● **TASKS TO PERFORM**:
(A) Name each programming language that the Scala 3 specialization note below says avoids proactive generation of all possible specializations by monomorphizing the whole program.
(B) From the Scala 3 specialization note below, extract the passage starting with "This note discusses" and going on through "all generic code).".

● **DOCUMENT**:
┄┄┄┄┄┄┄┄┄┄┄┄┄┄┄┄┄┄┄┄

Specialization for Scala 3 #18044

odersky · 2023-06-23T12:52:31Z

odersky
Jun 23, 2023
Maintainer

Specialization for Scala 3

Specialization is one of the few remaining desirable features from Scala 2 that's are as yet missing in Scala 3. We could try to port the Scala 2 scheme, which would be non-trivial since the implementation is quite complex. But that scheme is problematic enough to suggest that we also look for alternatives. A possible alternative is described in this note. It is meant to complement the proposal on inline traits. That proposal also contains a more detailed critique of Scala 2 specialization.

The main problem of Scala-2 specialization is code bloat. We have to pro-actively generate up to 11 copies of functions and classes when they have a specialized type parameter, and this grows exponentially with the number of such type parameters. Miniboxing tries to reduce the number under the exponent from ~10 to 3 or 4, but it has problems dealing with arrays.

Languages like C++, Rust, Go, D, or Zig avoid the proactive generation of all possible specializations by monomorphizing the whole program. This means we only need to generate a specialized version of a function or class if it is actually used in the program. On the other hand, a global monomorphization can lead itself to code bloat and long compile times. It is also a problematic choice for binary APIs.

This note discusses a different scheme to get specialization for Scala 3, which is somewhat between Scala 2's selective specialization and full monomorphization. As in Scala 2, specialized type parameters are tagged explicitly (but not with a annotation). But as for monomorphization, specializations are only generated if a specialized type is referenced in the program. To make this work efficiently, we need a way to transport information about possible specialization types through generic code (full monomorphization does not need that since it eliminates all generic code).

We do that using a type class Specialized that is typically used as a context bound on a type parameter of some class. It indicates that we want to create specialized versions of that class where the type parameter is instantiated to the type argument. The specialized versions offer optimization opportunities compared to the generic class.

Example

As an example, consider a Vec class for vectors over a numeric type.

import scala.math.Numeric

final class Vec[T: Specialized](elems: T*)(using num: Numeric[T]):
  private val arr: Array[T] = Array(elems*)

  def length = arr.length

  def scalarProduct(other: Vec[T]): T =
    require(this.length == other.length)
    var result = num.fromInt(0)
    for i <- 0 until length do
      result = num.plus(result, num.times(arr(i), other.arr(i)))
    result
end Vec

The idea is that we want to specialize vectors on the type parameter T in order to get important efficiency gains, including the following:

Use an array arr specialized to the actual element instead of a fully generic array that has to be accessed via reflection
Avoid boxing for internal values like result
Avoid boxing in the API for values like the result of scalarProduct
Specialize on the concrete Numeric class instance for T, so that calls to num's methods have static targets and can be inlined.

┄┄┄┄┄┄┄┄┄┄┄┄┄┄┄┄┄┄┄┄

● **DATA SUPPLIED**:
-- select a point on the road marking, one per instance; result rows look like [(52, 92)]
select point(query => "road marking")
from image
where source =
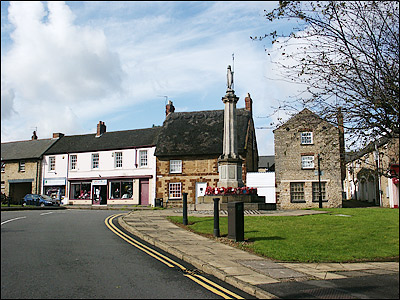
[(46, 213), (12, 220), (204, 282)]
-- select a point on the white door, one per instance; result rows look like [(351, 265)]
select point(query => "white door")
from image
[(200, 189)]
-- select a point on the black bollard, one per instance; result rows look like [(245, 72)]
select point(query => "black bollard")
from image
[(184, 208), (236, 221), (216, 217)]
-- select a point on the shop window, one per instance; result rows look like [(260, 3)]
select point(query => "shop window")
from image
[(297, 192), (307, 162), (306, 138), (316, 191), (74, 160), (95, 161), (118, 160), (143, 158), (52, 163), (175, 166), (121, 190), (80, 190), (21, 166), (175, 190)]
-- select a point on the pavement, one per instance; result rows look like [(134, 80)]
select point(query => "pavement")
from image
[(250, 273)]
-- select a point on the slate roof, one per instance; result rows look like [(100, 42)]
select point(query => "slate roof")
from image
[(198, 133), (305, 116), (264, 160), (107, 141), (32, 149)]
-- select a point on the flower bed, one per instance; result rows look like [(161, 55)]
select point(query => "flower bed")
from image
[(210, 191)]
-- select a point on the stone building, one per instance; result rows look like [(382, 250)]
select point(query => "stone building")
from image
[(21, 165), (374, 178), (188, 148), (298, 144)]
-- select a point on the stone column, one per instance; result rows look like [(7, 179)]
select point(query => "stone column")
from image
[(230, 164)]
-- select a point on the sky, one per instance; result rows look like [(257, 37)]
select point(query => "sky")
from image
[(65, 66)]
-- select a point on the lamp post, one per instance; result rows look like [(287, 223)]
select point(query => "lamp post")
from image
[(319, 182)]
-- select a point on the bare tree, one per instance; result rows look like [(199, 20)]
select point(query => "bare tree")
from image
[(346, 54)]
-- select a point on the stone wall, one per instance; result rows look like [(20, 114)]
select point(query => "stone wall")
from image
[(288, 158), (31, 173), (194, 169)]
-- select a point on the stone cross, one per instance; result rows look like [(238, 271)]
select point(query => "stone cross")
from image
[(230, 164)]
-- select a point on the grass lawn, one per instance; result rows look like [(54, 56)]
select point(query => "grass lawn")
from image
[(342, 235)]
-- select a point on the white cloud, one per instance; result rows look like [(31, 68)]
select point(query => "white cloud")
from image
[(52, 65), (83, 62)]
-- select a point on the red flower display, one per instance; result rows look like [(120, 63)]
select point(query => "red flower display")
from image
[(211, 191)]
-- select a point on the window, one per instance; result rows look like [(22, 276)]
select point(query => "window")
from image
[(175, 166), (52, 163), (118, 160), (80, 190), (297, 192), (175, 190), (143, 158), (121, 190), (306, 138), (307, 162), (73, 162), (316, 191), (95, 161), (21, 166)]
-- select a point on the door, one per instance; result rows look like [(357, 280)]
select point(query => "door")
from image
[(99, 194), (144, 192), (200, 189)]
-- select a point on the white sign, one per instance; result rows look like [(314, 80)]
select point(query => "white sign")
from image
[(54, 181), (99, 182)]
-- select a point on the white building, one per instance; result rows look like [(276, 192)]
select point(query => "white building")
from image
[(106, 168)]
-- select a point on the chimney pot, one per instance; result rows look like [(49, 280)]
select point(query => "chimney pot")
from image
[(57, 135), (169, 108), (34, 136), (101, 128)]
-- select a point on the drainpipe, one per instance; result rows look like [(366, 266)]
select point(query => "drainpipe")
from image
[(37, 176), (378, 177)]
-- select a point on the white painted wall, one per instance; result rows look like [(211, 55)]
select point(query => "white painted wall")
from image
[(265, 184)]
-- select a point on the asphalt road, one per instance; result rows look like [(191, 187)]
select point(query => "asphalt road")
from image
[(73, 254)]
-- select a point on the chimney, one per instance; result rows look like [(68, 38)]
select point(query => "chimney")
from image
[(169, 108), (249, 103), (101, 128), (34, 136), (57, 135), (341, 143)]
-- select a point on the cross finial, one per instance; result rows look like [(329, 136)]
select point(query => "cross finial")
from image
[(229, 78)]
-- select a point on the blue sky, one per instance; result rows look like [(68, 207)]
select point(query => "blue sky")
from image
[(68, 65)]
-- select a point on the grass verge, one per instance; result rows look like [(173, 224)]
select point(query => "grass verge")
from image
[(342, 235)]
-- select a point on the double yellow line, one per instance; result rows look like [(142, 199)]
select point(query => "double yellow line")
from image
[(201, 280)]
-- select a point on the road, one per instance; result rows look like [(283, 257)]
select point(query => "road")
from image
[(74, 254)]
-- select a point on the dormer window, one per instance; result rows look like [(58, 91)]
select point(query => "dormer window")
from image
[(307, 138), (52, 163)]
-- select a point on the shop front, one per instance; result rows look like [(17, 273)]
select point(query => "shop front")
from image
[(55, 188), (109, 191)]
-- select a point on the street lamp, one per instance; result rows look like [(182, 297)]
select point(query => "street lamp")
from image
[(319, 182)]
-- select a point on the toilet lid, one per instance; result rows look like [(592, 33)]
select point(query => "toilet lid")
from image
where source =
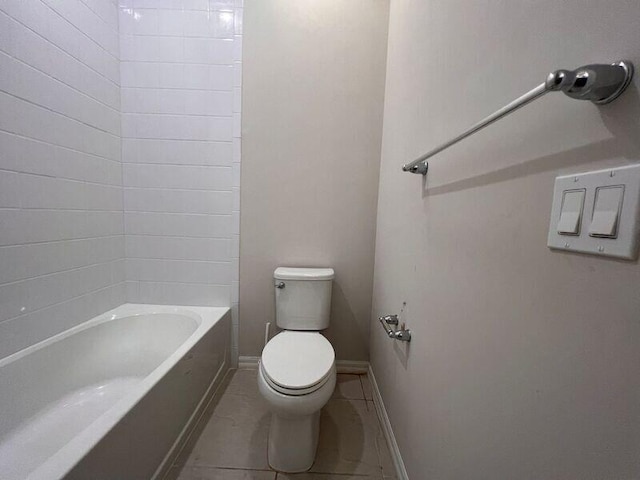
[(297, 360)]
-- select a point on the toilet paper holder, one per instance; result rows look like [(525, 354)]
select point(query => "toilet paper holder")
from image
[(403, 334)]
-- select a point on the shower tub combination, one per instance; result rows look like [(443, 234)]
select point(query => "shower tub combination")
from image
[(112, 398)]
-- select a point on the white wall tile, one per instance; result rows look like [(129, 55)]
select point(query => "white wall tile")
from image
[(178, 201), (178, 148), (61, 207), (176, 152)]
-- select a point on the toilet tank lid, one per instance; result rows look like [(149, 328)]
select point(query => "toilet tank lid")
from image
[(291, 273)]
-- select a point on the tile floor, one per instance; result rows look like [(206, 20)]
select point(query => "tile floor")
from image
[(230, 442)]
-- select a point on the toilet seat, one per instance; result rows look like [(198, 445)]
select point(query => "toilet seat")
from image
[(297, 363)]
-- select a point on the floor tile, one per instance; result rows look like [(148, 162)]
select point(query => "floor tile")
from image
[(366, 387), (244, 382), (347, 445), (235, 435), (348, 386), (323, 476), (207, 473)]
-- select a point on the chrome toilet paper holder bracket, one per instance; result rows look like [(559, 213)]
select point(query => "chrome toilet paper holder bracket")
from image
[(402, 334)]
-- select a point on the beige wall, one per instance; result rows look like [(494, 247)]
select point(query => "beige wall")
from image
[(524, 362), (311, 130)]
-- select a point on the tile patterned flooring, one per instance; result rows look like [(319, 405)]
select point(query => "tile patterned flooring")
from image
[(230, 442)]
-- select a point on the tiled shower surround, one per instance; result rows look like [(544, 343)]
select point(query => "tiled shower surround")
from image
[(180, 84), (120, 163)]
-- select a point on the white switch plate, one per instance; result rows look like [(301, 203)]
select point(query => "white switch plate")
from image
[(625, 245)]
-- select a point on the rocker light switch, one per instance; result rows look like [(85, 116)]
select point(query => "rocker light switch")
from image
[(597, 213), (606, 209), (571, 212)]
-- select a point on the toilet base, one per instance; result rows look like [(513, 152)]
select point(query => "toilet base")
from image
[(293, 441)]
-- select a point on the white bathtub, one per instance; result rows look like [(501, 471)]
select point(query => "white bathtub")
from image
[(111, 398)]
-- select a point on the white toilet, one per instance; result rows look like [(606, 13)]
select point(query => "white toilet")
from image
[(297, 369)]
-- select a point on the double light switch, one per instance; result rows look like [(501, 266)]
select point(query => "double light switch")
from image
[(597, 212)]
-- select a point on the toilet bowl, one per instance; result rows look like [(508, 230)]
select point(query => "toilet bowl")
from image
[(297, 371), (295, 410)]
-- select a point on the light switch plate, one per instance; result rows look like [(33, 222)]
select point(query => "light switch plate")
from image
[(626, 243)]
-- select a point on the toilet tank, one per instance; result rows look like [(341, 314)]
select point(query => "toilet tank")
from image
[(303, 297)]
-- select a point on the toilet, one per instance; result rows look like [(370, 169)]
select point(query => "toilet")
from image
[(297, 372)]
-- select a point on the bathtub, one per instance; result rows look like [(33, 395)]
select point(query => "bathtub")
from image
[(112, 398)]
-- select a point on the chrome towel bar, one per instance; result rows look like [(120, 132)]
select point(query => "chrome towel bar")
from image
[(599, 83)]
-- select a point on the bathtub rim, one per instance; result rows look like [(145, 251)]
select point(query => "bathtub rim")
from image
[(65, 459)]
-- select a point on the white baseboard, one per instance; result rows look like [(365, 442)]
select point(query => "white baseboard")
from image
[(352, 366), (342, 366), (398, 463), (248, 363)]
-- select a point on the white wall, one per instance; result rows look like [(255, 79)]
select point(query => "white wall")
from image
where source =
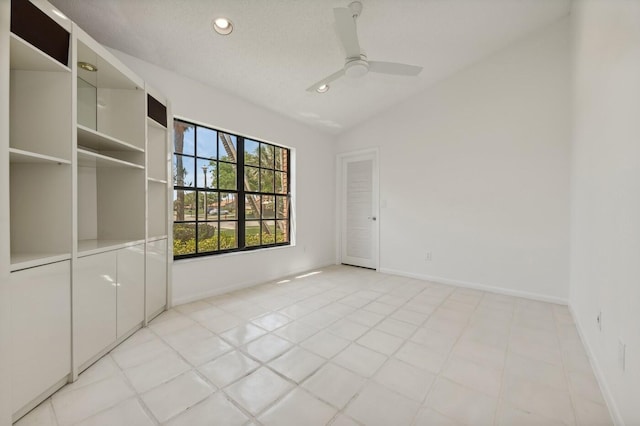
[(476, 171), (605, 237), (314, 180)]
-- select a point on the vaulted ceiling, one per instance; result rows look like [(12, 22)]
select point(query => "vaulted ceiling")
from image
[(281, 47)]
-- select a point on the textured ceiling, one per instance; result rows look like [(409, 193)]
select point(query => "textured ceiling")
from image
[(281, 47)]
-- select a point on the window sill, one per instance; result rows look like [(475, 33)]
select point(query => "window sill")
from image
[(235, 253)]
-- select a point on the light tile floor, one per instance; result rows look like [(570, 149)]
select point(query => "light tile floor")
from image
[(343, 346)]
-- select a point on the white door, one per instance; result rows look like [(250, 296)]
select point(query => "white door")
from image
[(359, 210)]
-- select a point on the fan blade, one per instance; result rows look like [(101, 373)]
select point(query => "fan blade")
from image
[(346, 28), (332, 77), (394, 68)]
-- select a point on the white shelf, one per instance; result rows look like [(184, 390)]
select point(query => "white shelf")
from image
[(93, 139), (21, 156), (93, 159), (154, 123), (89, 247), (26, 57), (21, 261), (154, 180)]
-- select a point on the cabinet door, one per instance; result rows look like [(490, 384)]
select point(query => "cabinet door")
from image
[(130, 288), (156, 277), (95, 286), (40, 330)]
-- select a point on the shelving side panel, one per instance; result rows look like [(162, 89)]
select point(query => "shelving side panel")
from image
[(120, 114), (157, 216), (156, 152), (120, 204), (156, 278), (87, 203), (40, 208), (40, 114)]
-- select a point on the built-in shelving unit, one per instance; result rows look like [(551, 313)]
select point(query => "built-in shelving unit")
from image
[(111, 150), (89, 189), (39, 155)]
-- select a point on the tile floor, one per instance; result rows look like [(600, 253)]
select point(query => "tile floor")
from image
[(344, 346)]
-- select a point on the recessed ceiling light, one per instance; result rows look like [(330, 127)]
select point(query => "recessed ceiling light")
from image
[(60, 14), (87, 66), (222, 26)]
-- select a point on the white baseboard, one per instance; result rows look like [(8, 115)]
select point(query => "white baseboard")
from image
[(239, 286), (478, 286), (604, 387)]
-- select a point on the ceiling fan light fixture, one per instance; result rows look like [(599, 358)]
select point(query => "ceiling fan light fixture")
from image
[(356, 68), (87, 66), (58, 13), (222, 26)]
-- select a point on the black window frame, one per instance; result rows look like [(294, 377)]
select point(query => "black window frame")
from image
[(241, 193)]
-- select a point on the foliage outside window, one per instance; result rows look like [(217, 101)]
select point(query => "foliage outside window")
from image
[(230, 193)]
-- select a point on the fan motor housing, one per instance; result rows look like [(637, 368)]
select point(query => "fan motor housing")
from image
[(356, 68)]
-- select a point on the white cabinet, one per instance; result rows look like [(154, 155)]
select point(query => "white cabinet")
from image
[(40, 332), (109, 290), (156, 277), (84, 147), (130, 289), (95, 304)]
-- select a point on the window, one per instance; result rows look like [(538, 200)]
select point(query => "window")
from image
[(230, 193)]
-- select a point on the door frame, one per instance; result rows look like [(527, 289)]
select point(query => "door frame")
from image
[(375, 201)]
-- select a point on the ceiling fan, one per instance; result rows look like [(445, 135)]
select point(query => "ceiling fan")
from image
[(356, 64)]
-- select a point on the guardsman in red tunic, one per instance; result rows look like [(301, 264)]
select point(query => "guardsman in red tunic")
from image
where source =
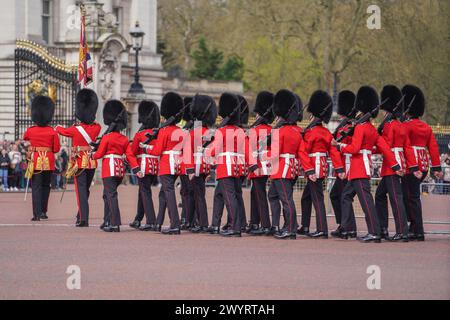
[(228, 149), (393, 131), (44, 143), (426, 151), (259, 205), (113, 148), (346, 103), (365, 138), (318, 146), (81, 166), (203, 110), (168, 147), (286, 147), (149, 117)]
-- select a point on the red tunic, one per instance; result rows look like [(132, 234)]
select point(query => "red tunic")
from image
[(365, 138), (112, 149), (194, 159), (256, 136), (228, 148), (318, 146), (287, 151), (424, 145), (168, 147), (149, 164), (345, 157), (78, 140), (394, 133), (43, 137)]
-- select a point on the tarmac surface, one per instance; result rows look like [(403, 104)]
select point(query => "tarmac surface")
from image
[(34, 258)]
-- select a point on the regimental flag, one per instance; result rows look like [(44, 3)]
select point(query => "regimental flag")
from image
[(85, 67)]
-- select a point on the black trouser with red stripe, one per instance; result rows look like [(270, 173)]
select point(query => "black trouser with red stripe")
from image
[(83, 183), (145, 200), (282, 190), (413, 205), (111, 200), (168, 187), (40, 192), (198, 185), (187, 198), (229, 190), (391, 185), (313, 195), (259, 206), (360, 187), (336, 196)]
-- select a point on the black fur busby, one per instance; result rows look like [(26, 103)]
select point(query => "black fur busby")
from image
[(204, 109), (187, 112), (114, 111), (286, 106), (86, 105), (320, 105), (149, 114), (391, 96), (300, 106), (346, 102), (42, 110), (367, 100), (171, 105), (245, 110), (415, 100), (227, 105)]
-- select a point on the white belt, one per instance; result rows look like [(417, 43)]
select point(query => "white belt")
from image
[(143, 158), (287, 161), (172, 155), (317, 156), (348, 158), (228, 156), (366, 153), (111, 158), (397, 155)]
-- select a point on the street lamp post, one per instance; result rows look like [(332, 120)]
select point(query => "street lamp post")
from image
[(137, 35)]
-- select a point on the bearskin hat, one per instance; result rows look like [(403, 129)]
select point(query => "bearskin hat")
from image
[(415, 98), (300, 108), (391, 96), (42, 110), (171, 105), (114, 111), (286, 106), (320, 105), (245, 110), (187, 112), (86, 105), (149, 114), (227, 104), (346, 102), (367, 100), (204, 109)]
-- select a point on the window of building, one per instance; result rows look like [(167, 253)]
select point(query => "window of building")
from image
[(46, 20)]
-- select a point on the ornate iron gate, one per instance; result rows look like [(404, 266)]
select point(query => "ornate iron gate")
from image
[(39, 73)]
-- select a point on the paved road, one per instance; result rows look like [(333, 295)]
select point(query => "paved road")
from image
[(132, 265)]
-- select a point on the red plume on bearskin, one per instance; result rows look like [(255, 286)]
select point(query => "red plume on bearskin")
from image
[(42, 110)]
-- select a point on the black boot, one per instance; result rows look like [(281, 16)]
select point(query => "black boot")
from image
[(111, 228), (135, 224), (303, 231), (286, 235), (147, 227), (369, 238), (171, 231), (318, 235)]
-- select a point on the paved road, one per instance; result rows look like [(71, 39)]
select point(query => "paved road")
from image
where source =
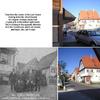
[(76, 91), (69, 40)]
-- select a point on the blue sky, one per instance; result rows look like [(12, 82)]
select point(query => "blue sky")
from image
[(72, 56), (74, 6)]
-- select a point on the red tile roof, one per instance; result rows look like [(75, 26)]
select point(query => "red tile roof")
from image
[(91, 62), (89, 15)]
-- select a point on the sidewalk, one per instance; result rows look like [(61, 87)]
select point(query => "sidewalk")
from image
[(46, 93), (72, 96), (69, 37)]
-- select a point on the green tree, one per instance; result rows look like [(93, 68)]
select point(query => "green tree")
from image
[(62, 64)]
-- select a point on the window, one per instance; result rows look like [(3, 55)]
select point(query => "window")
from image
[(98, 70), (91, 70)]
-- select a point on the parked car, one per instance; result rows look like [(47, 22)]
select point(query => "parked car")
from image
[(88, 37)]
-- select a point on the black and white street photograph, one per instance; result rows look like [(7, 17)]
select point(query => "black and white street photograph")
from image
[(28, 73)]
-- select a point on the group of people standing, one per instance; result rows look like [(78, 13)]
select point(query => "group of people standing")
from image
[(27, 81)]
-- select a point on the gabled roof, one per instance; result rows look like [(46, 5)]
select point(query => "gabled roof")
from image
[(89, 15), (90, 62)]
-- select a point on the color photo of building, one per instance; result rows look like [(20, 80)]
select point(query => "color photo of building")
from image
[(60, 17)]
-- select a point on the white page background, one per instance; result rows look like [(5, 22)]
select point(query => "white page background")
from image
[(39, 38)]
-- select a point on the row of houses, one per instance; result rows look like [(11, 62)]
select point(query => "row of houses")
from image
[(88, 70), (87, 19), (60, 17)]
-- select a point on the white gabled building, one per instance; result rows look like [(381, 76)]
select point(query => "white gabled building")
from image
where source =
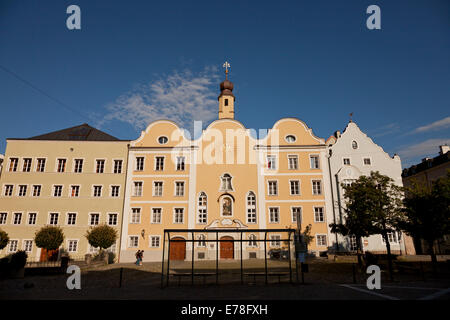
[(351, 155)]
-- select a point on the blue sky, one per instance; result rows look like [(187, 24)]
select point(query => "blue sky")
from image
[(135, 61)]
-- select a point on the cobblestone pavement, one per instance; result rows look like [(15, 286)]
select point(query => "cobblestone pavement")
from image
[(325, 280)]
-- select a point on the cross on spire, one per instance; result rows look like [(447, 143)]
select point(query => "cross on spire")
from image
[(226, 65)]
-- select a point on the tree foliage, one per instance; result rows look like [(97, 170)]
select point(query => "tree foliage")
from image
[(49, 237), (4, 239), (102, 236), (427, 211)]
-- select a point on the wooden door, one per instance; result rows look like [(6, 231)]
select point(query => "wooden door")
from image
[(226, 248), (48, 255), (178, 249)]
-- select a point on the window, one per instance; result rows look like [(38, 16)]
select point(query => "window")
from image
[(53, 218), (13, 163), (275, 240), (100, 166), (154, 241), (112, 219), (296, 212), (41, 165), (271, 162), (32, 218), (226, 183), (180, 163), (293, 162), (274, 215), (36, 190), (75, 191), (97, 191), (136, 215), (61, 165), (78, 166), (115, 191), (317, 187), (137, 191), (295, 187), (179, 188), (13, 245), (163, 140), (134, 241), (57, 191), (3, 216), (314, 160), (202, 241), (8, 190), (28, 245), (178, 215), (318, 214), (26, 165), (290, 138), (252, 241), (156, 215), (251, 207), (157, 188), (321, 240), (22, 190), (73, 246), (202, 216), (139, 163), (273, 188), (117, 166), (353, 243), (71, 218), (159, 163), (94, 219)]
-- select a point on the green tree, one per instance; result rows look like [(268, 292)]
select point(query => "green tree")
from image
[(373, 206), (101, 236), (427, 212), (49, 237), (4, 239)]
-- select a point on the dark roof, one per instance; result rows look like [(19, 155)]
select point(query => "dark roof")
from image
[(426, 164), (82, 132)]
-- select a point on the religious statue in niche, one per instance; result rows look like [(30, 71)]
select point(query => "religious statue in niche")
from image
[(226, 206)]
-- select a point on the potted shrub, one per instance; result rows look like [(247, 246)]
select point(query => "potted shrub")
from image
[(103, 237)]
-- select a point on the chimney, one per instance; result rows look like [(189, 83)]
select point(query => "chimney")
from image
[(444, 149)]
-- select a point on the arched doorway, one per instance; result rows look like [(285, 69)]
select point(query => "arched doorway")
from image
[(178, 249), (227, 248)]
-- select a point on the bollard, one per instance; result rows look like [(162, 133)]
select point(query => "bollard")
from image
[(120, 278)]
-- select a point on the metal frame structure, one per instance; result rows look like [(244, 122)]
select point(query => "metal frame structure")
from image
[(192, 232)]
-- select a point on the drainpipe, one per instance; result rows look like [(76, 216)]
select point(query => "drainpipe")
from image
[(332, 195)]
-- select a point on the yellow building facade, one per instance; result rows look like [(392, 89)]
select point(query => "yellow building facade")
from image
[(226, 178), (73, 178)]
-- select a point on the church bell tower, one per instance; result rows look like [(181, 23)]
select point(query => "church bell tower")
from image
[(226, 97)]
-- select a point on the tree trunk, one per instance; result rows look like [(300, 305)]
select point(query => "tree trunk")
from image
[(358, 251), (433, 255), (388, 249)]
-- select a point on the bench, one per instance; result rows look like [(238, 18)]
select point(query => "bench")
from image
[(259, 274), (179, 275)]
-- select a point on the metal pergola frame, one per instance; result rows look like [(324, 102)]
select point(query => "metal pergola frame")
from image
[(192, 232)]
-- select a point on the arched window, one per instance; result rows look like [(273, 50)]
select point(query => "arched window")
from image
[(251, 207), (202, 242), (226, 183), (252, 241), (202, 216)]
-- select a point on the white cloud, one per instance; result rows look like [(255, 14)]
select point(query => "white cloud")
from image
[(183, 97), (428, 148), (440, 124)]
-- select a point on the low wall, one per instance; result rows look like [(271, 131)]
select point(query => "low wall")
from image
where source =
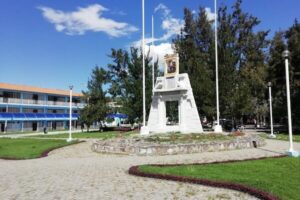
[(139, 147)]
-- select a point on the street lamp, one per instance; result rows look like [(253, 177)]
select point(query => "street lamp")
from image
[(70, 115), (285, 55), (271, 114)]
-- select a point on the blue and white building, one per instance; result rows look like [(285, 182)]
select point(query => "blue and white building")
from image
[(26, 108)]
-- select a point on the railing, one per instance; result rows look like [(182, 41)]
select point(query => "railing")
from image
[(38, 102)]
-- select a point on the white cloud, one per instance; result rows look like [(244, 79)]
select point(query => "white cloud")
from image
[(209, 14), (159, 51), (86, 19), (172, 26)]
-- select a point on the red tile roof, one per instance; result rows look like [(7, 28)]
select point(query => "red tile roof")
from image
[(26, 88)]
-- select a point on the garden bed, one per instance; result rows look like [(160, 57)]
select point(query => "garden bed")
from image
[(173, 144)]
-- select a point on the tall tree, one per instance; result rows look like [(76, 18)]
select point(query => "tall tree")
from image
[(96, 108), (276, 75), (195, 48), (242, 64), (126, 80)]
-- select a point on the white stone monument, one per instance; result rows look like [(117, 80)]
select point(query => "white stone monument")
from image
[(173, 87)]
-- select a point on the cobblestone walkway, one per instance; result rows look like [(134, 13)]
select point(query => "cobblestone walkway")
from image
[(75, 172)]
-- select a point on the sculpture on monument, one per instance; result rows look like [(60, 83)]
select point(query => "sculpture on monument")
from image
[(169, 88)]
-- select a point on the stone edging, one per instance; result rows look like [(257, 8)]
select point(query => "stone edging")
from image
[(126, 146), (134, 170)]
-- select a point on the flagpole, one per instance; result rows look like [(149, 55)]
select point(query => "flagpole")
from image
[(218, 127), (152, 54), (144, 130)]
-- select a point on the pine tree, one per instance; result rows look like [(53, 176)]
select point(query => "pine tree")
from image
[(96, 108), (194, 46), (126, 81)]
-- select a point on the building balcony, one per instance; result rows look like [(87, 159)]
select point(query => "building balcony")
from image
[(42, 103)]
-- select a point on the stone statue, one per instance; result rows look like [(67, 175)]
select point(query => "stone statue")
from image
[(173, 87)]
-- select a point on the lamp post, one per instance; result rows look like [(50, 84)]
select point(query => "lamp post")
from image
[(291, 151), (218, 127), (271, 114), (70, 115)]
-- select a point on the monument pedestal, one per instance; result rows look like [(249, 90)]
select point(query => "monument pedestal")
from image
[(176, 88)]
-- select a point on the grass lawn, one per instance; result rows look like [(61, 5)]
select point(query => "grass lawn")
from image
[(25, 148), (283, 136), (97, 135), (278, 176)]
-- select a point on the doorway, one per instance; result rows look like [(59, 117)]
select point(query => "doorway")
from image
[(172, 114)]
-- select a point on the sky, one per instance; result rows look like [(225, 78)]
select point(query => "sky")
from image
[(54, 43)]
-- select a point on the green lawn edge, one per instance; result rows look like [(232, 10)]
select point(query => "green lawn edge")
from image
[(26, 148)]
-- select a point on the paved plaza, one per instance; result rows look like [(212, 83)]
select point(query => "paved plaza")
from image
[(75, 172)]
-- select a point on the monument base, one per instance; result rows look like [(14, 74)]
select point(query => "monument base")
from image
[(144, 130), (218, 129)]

┄┄┄┄┄┄┄┄┄┄┄┄┄┄┄┄┄┄┄┄

● **LIST OF SOLUTIONS**:
(A) C++, Rust, Go, D, Zig

(B)
This note discusses a different scheme to get specialization for Scala 3, which is somewhat between Scala 2's selective specialization and full monomorphization. As in Scala 2, specialized type parameters are tagged explicitly (but not with a annotation). But as for monomorphization, specializations are only generated if a specialized type is referenced in the program. To make this work efficiently, we need a way to transport information about possible specialization types through generic code (full monomorphization does not need that since it eliminates all generic code).